> **GOAL**
Rewrite the lines below as a numbered list, omitting any blank lines.
- - -
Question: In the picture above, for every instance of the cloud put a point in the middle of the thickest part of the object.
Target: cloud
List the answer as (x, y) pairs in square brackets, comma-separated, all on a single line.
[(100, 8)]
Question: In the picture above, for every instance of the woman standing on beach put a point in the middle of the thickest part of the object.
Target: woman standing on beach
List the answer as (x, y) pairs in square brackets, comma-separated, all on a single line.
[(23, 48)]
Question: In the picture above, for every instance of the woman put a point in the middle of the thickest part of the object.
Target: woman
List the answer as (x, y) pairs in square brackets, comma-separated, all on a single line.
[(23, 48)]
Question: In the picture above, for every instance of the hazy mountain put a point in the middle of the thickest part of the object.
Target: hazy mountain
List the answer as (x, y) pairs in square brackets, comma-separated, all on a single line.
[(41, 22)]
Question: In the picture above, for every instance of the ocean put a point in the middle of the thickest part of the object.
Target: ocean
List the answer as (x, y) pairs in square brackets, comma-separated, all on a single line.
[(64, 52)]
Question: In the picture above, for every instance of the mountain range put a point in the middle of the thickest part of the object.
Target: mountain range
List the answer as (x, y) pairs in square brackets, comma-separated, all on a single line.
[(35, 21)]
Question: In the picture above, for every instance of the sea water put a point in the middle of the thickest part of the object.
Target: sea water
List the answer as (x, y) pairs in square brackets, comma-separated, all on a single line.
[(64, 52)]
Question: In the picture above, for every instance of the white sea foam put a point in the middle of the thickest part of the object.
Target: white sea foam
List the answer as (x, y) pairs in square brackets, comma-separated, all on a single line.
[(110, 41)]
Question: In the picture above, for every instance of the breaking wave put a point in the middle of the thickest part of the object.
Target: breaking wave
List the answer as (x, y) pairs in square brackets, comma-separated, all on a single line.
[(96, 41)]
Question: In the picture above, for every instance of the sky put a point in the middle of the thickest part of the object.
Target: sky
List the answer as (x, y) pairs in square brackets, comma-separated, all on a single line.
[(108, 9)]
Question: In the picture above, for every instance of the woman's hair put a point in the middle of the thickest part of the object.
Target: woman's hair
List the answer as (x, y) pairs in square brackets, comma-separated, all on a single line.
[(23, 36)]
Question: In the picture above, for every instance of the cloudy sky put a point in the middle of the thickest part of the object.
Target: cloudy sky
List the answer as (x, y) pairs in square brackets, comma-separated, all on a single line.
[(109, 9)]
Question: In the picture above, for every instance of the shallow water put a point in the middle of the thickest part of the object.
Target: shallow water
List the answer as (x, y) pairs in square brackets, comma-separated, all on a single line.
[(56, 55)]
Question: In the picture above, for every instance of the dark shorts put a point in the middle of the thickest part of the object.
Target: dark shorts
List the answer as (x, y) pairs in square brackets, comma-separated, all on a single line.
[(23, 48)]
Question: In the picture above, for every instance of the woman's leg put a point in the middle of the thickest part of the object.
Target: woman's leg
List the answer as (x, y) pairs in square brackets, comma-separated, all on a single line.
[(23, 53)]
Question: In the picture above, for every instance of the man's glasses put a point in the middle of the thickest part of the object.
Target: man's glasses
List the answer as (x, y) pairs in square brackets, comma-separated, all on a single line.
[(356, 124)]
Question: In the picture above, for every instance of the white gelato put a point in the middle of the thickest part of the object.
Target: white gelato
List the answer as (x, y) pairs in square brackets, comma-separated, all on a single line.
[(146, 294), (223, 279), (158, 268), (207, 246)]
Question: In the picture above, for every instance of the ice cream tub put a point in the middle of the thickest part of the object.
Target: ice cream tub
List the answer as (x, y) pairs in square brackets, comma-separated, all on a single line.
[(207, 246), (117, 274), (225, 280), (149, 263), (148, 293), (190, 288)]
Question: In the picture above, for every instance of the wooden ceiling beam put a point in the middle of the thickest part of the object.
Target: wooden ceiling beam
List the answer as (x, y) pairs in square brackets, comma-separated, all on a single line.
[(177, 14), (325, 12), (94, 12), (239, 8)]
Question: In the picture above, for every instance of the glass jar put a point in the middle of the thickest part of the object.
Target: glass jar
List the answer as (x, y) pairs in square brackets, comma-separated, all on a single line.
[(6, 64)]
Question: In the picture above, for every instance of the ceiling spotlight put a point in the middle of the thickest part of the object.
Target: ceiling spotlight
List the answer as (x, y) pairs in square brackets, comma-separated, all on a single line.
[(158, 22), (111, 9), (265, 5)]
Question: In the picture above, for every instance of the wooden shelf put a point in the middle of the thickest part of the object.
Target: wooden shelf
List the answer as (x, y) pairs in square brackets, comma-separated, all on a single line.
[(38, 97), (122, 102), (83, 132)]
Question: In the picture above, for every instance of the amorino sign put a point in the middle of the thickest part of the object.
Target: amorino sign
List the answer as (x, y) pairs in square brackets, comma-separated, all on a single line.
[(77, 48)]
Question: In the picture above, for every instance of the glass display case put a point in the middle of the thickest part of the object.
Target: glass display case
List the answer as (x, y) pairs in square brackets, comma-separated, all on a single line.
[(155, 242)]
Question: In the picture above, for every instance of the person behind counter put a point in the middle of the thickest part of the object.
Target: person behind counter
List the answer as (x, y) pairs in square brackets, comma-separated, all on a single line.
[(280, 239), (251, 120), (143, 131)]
- - -
> **RESULT FOR THIS TASK**
1. Question: In the picture above, for every instance of the cloud put a point in the middle of the thickest part of the object.
2. Target: cloud
3. List the answer as (x, y) pairs in square brackets, comma-separated, all on a single line.
4. [(100, 8)]
5. Question: In the picture above, for every instance of the woman standing on beach put a point in the middle of the thickest part of the object.
6. Target: woman standing on beach
7. List the answer as (x, y) pairs in square brackets, comma-separated, all on a single line.
8. [(23, 48)]
9. Question: In the picture above, for every instance of the woman put a point in the middle of the thickest part of the object.
10. Target: woman
11. List the answer as (x, y) pairs in square brackets, comma-separated, all on a single line.
12. [(23, 48)]
13. Question: In the picture above, for every instance of the hazy mountain put a point in the middle of the thickest part of the object.
14. Target: hazy mountain
15. List the answer as (x, y) pairs in square brackets, comma-separated, all on a single line.
16. [(41, 22)]
17. Question: In the picture above, for every instance of the ocean put a point in the middle of the thickest part of the object.
18. Target: ocean
19. List the answer as (x, y) pairs in square brackets, comma-separated, all on a single line.
20. [(64, 52)]
21. Question: In the picture above, for every instance of the mountain range put a point in the middle of the thickest part of the object.
22. Target: mountain range
23. List the answer as (x, y) pairs in square brackets, comma-separated, all on a single line.
24. [(35, 21)]
25. Question: In the picture above, for every instance of the sea water put a point in the middle of the thickest part of the object.
26. Target: sea water
27. List the answer as (x, y) pairs in square brackets, comma-separated, all on a single line.
28. [(64, 52)]
29. Question: In the picture above, for every instance of the white sea foam put a point in the middle of the thickest part of the object.
30. Target: white sea foam
31. List the answer as (x, y) pairs in square brackets, comma-separated, all on a single line.
32. [(110, 41)]
33. Question: In the picture above, for every instance of the breaking wave put a point in the middle of the thickest part of the object.
34. Target: breaking wave
35. List the answer as (x, y) pairs in square brackets, comma-separated, all on a single line.
36. [(96, 41)]
37. Question: In the picture above, for every instance of the sky put a point in the middle of the thickest part of the object.
38. Target: sky
39. List the answer as (x, y) pairs in square brackets, comma-separated, all on a single line.
40. [(108, 9)]
41. Question: In the picture above, for every instance of the woman's hair put a point in the middle of the thickest part of the object.
42. Target: woman's hair
43. List the answer as (x, y) pairs in square brackets, comma-separated, all on a single line.
44. [(23, 36)]
45. Question: In the picture above, for every instance of the cloudy sky put a point in the middle of the thickest part of the object.
46. Target: cloudy sky
47. List the answer as (x, y) pairs in square brackets, comma-separated, all on a single line.
48. [(109, 9)]
49. Question: In the picture above, for every instance of the shallow water put a point in the middle of the thickest part of the object.
50. Target: shallow water
51. List the answer as (x, y) pairs in square brackets, comma-separated, all on a single line.
52. [(56, 55)]
53. Question: In the picture above, for every instance of the dark shorts put a point in the middle of the thickest part of the object.
54. Target: dark shorts
55. List the answer as (x, y) pairs in square brackets, comma-separated, all on a single line.
56. [(23, 48)]
57. Question: In the picture above, for every instance of the woman's leg put a point in the middle of the thickest part of the object.
58. Target: woman's leg
59. List the answer as (x, y) pairs in square brackets, comma-separated, all on a single line.
60. [(23, 53)]
61. Question: In the picture above, for every instance of the man's glasses put a point in the middle of the thickest part of the object.
62. Target: man's glasses
63. List the answer as (x, y) pairs in square brackets, comma-separated, all on a single line.
64. [(356, 124)]
65. Question: In the picture above, for every instance of the white gelato put a point in the middle of the thickest part of the object.
66. Target: white gelato
67. List the answer as (x, y) pairs in square brackets, comma-separated, all on a single line.
68. [(146, 294), (223, 279), (158, 268), (207, 246)]
69. Question: In the picture above, for every instance of the ice cream tub put a point in the middle of the thickest part of the object.
70. Target: ice cream tub
71. List the answer as (x, y) pairs in square brackets, comma-separated, all on a single line.
72. [(207, 246), (117, 274), (225, 280), (149, 263), (148, 293), (190, 288)]
73. Question: In the picture above, for every instance of the wooden ceiling beam put a point in the middle of the thickest part of the object.
74. Target: wooden ceiling beam
75. List the answer as (x, y) pairs in square brackets, comma-separated, all on a single line.
76. [(177, 14), (325, 12), (94, 12), (239, 8)]
77. Question: In the picture above, for every instance of the glass jar put a point in the middle of the thickest part of the object.
78. Target: glass jar
79. List the answer as (x, y) pairs in square brackets, comma-separated, all on a single line.
80. [(6, 64)]
81. Question: In the picture above, for every instance of the ceiling spotlight put a point in the middle of the thickest part of the object.
82. Target: ceiling spotlight
83. List the answer as (x, y) pairs in square brackets, comma-separated, all on a single line.
84. [(158, 22), (111, 9), (265, 5)]
85. Question: In the picture above, for every instance of the wooden shelf put a point in the middle of the thickest part of the object.
86. Target: wooden shelf
87. List the answer as (x, y) pairs in square brackets, comma-separated, all on a single line.
88. [(38, 97), (122, 102), (83, 132)]
89. Question: In the picture above, for every instance of the amorino sign put a point in the middle of the thickest part of the object.
90. Target: amorino sign
91. List the answer as (x, y) pairs in square brackets, comma-separated, all on a single line.
92. [(77, 48)]
93. Question: In the picture above, for every instance of the glass display case put a point in the middle of the thickest part of the object.
94. Target: glass display case
95. List the answer as (x, y) pairs in square brackets, comma-separated, all on a single line.
96. [(155, 242)]
97. Question: In the picture above, for every instance of the person behind counter put a point in the middle of the thickest part of the object.
98. Target: person behind counter
99. List the answer as (x, y) pairs in square brackets, comma-separated, all on a single line.
100. [(280, 239), (251, 120), (143, 131)]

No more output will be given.